__WHAT YOU SHOULD DO__:
Convert every line of the rows below into a JSON list of strings, one string per line, with blank lines omitted.

__THE INPUT__:

********************

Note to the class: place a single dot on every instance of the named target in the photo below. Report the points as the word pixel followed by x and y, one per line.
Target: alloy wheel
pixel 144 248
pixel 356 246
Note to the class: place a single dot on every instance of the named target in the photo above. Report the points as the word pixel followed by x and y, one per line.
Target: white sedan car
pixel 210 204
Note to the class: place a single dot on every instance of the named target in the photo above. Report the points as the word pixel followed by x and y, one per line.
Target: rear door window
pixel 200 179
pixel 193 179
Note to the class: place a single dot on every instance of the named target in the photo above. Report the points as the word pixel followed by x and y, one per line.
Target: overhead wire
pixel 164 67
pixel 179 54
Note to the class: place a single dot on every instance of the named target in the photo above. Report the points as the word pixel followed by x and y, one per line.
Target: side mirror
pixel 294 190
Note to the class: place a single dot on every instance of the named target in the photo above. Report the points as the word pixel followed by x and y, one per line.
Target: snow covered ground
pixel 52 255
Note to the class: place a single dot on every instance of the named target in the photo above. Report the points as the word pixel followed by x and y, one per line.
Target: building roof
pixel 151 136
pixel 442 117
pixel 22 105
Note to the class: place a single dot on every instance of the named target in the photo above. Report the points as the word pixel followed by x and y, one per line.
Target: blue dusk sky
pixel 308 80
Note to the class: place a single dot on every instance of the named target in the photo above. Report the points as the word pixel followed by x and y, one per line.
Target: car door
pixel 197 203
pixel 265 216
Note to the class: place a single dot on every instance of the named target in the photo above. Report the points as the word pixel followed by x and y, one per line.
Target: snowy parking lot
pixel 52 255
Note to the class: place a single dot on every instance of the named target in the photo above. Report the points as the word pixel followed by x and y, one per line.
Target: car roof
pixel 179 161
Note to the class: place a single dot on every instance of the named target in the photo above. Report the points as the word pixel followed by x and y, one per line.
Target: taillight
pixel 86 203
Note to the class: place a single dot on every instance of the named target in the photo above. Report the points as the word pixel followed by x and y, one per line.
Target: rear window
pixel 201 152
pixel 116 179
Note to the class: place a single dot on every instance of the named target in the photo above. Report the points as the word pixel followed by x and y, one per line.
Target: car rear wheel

********************

__REPLY TO THE EXERCISE__:
[
  "Note to the class: place a single dot on every instance of the named target in the photo below. Report the points as the word pixel followed by x and y, one per line.",
  "Target: alloy wheel",
  "pixel 144 248",
  "pixel 356 246",
  "Note to the class: place a single dot on every instance of the named target in the photo above. Report the points as the word pixel followed by x and y, one per line.",
  "Target: white sedan car",
  "pixel 210 204",
  "Note to the class: place a single dot on every instance of the named target in the photo above. Report the points as the word pixel followed by x and y, one per line.",
  "Target: rear door window",
  "pixel 200 179",
  "pixel 193 179",
  "Note to the class: place a single dot on every instance of the named target in the photo above. Report the points as the word pixel followed by x and y, one per line.",
  "Target: overhead wire",
  "pixel 164 67",
  "pixel 179 54",
  "Note to the class: place a single dot on every instance of the named target in the photo above. Report the points as the word pixel followed by x and y, one per line.",
  "Target: side mirror",
  "pixel 294 190",
  "Note to the class: place a single dot on every instance of the named target in the photo above. Report the points as the word pixel followed by x and y, one per line.",
  "Target: snow covered ground",
  "pixel 52 255",
  "Note to the class: place a single dot on every instance of the named target in the photo above. Report the points as the word pixel followed by x and y, one per line.",
  "Target: building roof",
  "pixel 151 136",
  "pixel 442 117",
  "pixel 22 105",
  "Note to the class: place a single dot on every instance of the named target in the photo above. Report the points as the word pixel followed by x and y, one per line.",
  "Target: blue dusk sky",
  "pixel 308 80",
  "Note to the class: place a single dot on every instance of the named target in the photo above. Report the points as the word pixel followed by x and y, one per line.",
  "Target: car door",
  "pixel 197 203",
  "pixel 265 216",
  "Note to the class: place a single dot on every instance of the named target in the photo above. Report the points as the word pixel followed by x and y, one per line.",
  "Target: snowy parking lot",
  "pixel 52 255",
  "Note to the class: place a single dot on every instance of the named target in the photo above. Report the points as the word pixel followed by x and y, one per line.",
  "Target: car roof",
  "pixel 179 161",
  "Note to the class: place a single dot on every instance of the named target in the photo above. Report the points as the word pixel followed by x and y, one per line.",
  "Target: taillight",
  "pixel 86 203",
  "Note to the class: place a single dot on every instance of the named target in the photo above. Report the points as the word pixel followed by x and y, one per line.",
  "Target: rear window",
  "pixel 201 152",
  "pixel 116 179",
  "Note to the class: place a single dot on every instance of the named target in the photo above. Report the points as the word pixel followed by x and y, one per line.",
  "Target: car rear wheel"
]